**Consigne écrite 1**. Reprenez sous forme de liste numérotée les lignes des entrées, du début de celles-ci jusqu'à la ligne contenant "M256 3L258 0L247 0L247 1L248 3L251 4Z" incluse, sans les lignes vides. N'incluez pas les images dans votre réponse.

**Texte à lire**.

==================================================

Cet article a été précédemment publié dans le n°15 de l'excellente revue d'Alain Santacreu, Contrelittérature, éditée désormais par L'Harmattan.
Cela fait des années maintenant, ces deux livres offerts à Natacha V., de Jules Lequier, qu'elle lut peut-être (elle qui pourtant ne lisait absolument rien d'autre que Kierkegaard) alors même que, sans le lui dire, déchirant leur emballage cadeau, je n'avais pu résister à la tentation de les parcourir puis de les lire, ces livres aux titres bizarres, d'un auteur mort mystérieusement et que l'on présentait comme une espèce de Sören Kierkegaard français. Voilà tout ce qu'il fallait sans doute pour m'intriguer puis me donner l'envie de lire ce qui avait été écrit sur cet auteur mystérieux, par exemple en tentant de dénicher, chez un des bouquinistes du Vieux Lyon, l'ouvrage de Jean-Marie Turpin, intitulé Sol ou Jules Lequier (Albin Michel, 1978). Ce fut aussi à cette occasion que je découvris le travail remarquable de Michel Valensi pour les éditions de L'Éclat, auxquelles je suis resté depuis cette première découverte fidèle. Voici donc un extrait de l'article (disponible ci-dessous dans son intégralité) que Francis Moury écrivit pour la revue d'Alain Santacreu, Contrelittérature.
Préliminaire : déroulement du fil rouge de la pensée… et retour
«Ainsi donc, mes Frères, que nul ne dise : Je ne suis pas de ce monde. Qui que tu sois, si tu es homme, tu es de ce monde; mais il est venu à toi, Celui qui a fait le monde. Il t’a délivré de ce monde».
Saint AUGUSTIN, In Joan. Evang., 38, 8, 6, trad. Étienne Gilson, in Étienne Gilson, Philosophie et incarnation selon saint Augustin (éd. Institut d’Études médiévales des Conférences Albert le Grand, Première conférence prononcée à l’Université de Montréal le 14 novembre 1947, distribué par la Librairie Philosophique J. Vrin, 1947), p. 5.
«Toutefois, cette même autorité divine a fait elle-même quelques exceptions à la défense de tuer un homme. Il arrive que Dieu ordonne un meurtre, soit par une loi générale, soit par un ordre exprès qui vise telle ou telle personne et telle circonstance. […] Quant à ceux qui ont perpétré ce crime sur eux-mêmes, on peut admirer peut-être leur grandeur d’âme, mais non pas leur sagesse ni leur bon sens».
Saint Augustin, La cité de Dieu, Livre I (413 ap. N.S.J.C.), § 21 et 22, texte latin et traduction avec une introduction et des notes par Pierre de Labriolle (éd. Classiques Garnier, tome premier, 1957), pp. 71 et 73.
«Tout ce qui est possible doit arriver».
F.-W. Schelling, cité par Vladimir Jankélévitch, La Mort (rééd. Garnier Flammarion, 1977), p. 18.

==================================================

(Entrées enregistrées du jeu de données)
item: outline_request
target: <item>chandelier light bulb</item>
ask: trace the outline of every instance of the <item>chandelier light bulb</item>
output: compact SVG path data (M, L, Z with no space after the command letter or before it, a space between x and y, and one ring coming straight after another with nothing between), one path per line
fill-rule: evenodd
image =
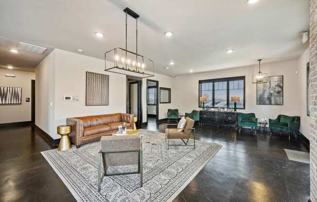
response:
M166 32L165 33L165 36L167 37L172 36L173 35L173 33L172 32Z
M95 33L96 35L99 38L101 38L104 36L104 34L101 32L96 32Z
M18 53L18 51L15 49L11 49L10 51L13 53Z
M256 3L258 0L247 0L247 1L248 3L251 4Z

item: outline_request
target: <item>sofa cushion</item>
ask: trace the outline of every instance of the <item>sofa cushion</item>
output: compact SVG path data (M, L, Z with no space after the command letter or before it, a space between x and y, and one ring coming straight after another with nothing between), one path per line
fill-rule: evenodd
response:
M110 127L106 125L99 125L97 126L88 126L84 128L84 136L88 136L108 132L110 131Z
M289 122L293 121L294 118L292 117L286 117L286 116L281 116L280 122L282 123L288 123Z
M111 131L116 131L118 130L118 127L120 126L123 125L123 122L118 122L117 123L109 123L107 124L107 125L110 128L110 130ZM125 123L125 125L127 127L129 127L131 126L131 124L130 123Z
M84 127L122 121L121 113L77 117L76 118L83 121L83 126Z
M274 126L278 129L287 129L288 128L288 124L285 123L277 123L274 124Z

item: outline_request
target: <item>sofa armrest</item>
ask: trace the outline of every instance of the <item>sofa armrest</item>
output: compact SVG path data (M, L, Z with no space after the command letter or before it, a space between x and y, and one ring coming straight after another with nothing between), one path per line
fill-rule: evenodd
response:
M288 122L288 131L294 132L298 131L299 130L299 122Z
M177 128L177 125L178 125L177 123L168 123L167 124L165 124L165 129L168 129L169 128Z
M189 117L190 118L191 117L193 117L193 113L185 113L185 117Z
M238 125L240 125L240 123L241 123L241 118L238 117Z
M277 123L279 122L279 119L277 118L276 119L271 119L271 118L269 118L268 119L268 126L269 127L271 124L274 124L275 123Z
M70 141L76 145L80 145L80 139L84 136L83 121L75 118L67 118L67 125L71 125L72 132L69 135Z

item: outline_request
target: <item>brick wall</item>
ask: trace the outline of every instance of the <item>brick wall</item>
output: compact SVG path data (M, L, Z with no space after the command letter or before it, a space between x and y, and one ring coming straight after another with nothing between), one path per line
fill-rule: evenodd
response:
M317 0L310 4L310 198L317 202Z

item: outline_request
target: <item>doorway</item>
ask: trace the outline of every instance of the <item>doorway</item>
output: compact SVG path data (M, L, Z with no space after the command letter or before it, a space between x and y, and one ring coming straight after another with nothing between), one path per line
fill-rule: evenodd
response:
M142 78L127 77L126 112L138 118L137 127L142 125Z
M148 123L155 118L158 122L158 81L146 80L146 114Z
M35 80L31 80L31 123L35 124Z

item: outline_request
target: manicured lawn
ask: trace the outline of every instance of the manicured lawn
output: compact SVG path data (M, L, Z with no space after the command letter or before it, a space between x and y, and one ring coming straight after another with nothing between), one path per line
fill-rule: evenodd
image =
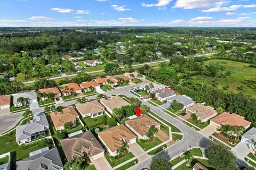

==================================================

**Consigne écrite 2**. Relevez toutes les années mentionnées dans le texte à lire, chacune une seule fois et dans l'ordre où elles apparaissent.

**Résultat attendu 1**.
1. item: outline_request
2. target: <item>chandelier light bulb</item>
3. ask: trace the outline of every instance of the <item>chandelier light bulb</item>
4. output: compact SVG path data (M, L, Z with no space after the command letter or before it, a space between x and y, and one ring coming straight after another with nothing between), one path per line
5. fill-rule: evenodd
6. image =
7. response:
8. M166 32L165 33L165 36L167 37L172 36L173 35L173 33L172 32Z
9. M95 33L96 35L99 38L101 38L104 36L104 34L101 32L96 32Z
10. M18 53L18 51L15 49L11 49L10 51L13 53Z
11. M256 3L258 0L247 0L247 1L248 3L251 4Z

**Résultat attendu 2**. 1978, 1947, 413, 1957, 1977